> BRIEF: Restrict the output to the lines below starting at the one that contains "Question. Locate the green foliage in basket" and ending at the one that contains "Target: statue's suit jacket", and restate them word for word, both ends included.

> PROVIDED DATA:

* * *

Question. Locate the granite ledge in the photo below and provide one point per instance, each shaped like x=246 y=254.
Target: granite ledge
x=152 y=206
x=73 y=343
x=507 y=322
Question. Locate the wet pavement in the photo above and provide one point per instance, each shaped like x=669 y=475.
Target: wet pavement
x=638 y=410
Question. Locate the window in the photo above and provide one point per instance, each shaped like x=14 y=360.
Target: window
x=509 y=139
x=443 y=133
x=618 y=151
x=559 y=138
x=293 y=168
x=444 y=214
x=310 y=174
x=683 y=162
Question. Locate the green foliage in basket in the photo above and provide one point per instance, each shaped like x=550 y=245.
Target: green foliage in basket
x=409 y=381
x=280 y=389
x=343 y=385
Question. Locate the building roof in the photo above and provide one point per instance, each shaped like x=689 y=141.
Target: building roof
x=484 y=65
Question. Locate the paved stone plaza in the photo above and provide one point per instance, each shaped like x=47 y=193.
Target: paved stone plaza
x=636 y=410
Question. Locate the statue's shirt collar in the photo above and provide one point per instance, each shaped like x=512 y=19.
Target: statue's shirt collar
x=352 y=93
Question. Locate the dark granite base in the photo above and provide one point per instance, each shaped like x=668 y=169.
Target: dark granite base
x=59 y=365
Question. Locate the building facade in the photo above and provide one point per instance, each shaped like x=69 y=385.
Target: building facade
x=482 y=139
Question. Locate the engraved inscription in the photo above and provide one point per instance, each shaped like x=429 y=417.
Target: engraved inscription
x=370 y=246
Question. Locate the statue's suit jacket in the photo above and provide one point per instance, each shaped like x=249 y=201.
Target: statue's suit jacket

* * *

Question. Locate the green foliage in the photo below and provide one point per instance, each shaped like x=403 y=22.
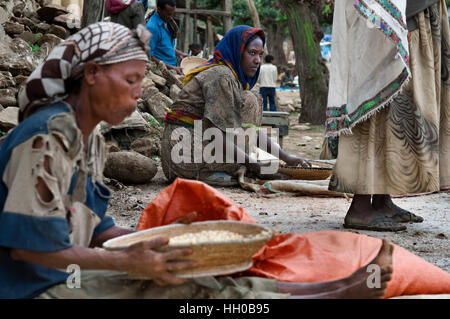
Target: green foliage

* * *

> OUTPUT:
Question. Locate the green foliage in basket in the photo above and provide one point per instance, each shaped like x=550 y=245.
Target: green foliage in basket
x=409 y=381
x=280 y=389
x=343 y=385
Question. Locate the building roof in the photo above and provide one point per instance, each shaped like x=689 y=141.
Target: building roof
x=484 y=65
Question. Locate the paved stone plaza in the photo above and provide one point per instance, each shaped like x=47 y=193.
Target: paved stone plaza
x=636 y=410
Question. Locate the statue's shirt collar in the photo above and provide one point per instance, each shaped like x=512 y=19.
Target: statue's shirt collar
x=352 y=93
Question. Locate the dark granite base in the photo above and provide one point per instance, each shaped like x=668 y=169.
Target: dark granite base
x=59 y=365
Question. Locate the building facade in the photo above and provide one point per instance, each shaped like x=69 y=385.
Target: building facade
x=482 y=139
Question. Locate the engraved inscription in the photo above and provide one point per instance, each shaped like x=429 y=417.
Target: engraved inscription
x=370 y=246
Question. Locate the statue's suit jacket in the photo above and provide one point per instance, each shaped like x=249 y=201.
Target: statue's suit jacket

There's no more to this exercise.